Syfy Q) @dspringfield Would Syfy ever consider a cost sharing arrangement like Friday Night Lights on DirecTV? A) We'd probably consider it.

And I'm in some Film groups on Twitter where there's a lot of funding activity going on. Innovation in funding procedures will drive innovation in the kinds of fiction that can be delivered to different fractional audiences -- and then those little audiences grow and change the whole world.

The overall thrust of this series of posts on aliendjinnromances.blogspot.com is all about presenting Alien and SF/Paranormal Romance to the general audience in such a way as to reveal to them why this kind of story deserves attention and ultimately respect. The boring business of tracing how funding sources changes the whole business model is just one tiny part of this investigation.

So here's another illustration of the results of this kind of thinking, not so much focused on entertainment as on the kind of tech innovation that is pushing the world of entertainment financing (and thus ownership issues such as copyright) in new directions:

An article in Businessweek titled "And Google Begat..." shows how the entrepreneurial training employees at Google absorb even non-verbally is driving a new wave of tech innovation:

http://www.businessweek.com/magazine/content/10_10/b4169039637367.htm

These datapoints are important not only because of their content, but also because of where I found them.

------------------------------------------------------------

> _ASSIGNED TASK A_: Copy out the post on funding word for word, in full.
The entries below have no connection to the post on funding.

------------------------------------------------------------

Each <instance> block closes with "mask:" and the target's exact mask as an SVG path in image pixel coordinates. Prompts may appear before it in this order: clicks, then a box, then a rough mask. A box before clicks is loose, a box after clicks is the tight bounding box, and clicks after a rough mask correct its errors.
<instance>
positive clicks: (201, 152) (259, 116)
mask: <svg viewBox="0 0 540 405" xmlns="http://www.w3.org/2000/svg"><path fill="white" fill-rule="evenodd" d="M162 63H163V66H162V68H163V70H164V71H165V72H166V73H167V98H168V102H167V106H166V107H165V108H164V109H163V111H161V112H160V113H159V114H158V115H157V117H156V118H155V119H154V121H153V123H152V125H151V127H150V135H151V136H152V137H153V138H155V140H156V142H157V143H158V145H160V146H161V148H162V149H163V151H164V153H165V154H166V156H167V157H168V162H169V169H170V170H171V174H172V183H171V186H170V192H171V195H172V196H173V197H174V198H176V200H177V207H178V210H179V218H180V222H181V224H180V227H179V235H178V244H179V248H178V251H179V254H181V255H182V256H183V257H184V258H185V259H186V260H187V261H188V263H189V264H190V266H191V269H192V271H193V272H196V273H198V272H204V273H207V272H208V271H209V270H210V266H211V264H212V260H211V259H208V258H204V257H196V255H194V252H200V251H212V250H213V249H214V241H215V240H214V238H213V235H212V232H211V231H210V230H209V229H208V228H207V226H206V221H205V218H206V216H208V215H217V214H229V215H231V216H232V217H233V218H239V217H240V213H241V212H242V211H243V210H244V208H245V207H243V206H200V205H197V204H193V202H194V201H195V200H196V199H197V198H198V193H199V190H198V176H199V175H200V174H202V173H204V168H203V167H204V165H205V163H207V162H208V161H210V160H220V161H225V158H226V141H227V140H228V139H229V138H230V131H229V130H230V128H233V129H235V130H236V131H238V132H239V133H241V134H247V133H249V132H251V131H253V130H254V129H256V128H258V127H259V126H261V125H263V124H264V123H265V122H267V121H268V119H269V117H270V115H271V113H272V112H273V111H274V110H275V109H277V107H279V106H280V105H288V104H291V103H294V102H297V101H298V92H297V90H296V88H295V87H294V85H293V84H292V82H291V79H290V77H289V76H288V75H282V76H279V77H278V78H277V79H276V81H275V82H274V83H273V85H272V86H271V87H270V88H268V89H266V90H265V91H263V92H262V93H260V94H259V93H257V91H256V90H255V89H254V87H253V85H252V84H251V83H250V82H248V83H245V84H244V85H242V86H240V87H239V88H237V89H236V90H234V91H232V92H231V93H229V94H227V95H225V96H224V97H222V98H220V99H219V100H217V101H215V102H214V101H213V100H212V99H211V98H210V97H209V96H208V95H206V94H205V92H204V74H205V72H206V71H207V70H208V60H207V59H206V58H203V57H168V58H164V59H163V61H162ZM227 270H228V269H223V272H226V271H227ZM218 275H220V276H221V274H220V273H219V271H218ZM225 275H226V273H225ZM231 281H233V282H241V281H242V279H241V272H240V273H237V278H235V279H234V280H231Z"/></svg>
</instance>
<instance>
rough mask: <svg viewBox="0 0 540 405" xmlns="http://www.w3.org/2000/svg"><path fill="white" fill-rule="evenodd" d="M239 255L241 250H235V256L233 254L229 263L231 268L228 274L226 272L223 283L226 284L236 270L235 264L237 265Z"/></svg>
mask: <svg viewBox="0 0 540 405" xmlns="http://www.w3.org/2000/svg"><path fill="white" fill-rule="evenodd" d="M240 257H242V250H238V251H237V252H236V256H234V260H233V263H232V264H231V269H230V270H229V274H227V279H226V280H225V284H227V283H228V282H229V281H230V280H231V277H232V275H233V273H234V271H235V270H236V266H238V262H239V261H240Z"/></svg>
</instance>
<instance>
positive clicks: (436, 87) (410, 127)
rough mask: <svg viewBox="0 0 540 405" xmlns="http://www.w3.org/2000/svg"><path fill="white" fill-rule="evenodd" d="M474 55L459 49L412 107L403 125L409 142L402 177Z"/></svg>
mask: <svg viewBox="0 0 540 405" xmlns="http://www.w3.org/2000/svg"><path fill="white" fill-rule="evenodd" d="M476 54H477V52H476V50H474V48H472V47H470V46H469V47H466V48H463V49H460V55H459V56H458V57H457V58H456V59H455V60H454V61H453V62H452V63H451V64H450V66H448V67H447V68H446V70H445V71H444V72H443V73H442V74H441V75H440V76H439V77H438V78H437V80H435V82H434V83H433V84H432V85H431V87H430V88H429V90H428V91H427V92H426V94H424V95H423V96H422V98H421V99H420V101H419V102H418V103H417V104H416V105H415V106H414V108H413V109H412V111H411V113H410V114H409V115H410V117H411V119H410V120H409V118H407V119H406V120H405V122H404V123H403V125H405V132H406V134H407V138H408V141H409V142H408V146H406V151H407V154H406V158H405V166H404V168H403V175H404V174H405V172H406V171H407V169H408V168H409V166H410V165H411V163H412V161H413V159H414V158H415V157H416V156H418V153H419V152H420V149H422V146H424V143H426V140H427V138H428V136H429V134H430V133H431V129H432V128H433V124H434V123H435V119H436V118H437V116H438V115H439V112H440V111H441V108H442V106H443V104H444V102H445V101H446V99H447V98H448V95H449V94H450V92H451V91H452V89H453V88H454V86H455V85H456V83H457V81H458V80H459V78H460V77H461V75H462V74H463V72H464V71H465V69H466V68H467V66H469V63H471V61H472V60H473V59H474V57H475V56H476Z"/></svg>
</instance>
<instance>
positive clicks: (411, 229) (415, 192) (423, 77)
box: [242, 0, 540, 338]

------------------------------------------------------------

> _ASSIGNED TASK B_: Swap "clicks" for "taps" in the entries, from the first line of the entries through the line with "positive clicks: (201, 152) (259, 116)", and return only those lines.

> _REPLY A_:
Syfy Q) @dspringfield Would Syfy ever consider a cost sharing arrangement like Friday Night Lights on DirecTV? A) We'd probably consider it.

And I'm in some Film groups on Twitter where there's a lot of funding activity going on. Innovation in funding procedures will drive innovation in the kinds of fiction that can be delivered to different fractional audiences -- and then those little audiences grow and change the whole world.

The overall thrust of this series of posts on aliendjinnromances.blogspot.com is all about presenting Alien and SF/Paranormal Romance to the general audience in such a way as to reveal to them why this kind of story deserves attention and ultimately respect. The boring business of tracing how funding sources changes the whole business model is just one tiny part of this investigation.

So here's another illustration of the results of this kind of thinking, not so much focused on entertainment as on the kind of tech innovation that is pushing the world of entertainment financing (and thus ownership issues such as copyright) in new directions:

An article in Businessweek titled "And Google Begat..." shows how the entrepreneurial training employees at Google absorb even non-verbally is driving a new wave of tech innovation:

http://www.businessweek.com/magazine/content/10_10/b4169039637367.htm

These datapoints are important not only because of their content, but also because of where I found them.

> _REPLY B_:
Each <instance> block closes with "mask:" and the target's exact mask as an SVG path in image pixel coordinates. Prompts may appear before it in this order: taps, then a box, then a rough mask. A box before taps is loose, a box after taps is the tight bounding box, and taps after a rough mask correct its errors.
<instance>
positive taps: (201, 152) (259, 116)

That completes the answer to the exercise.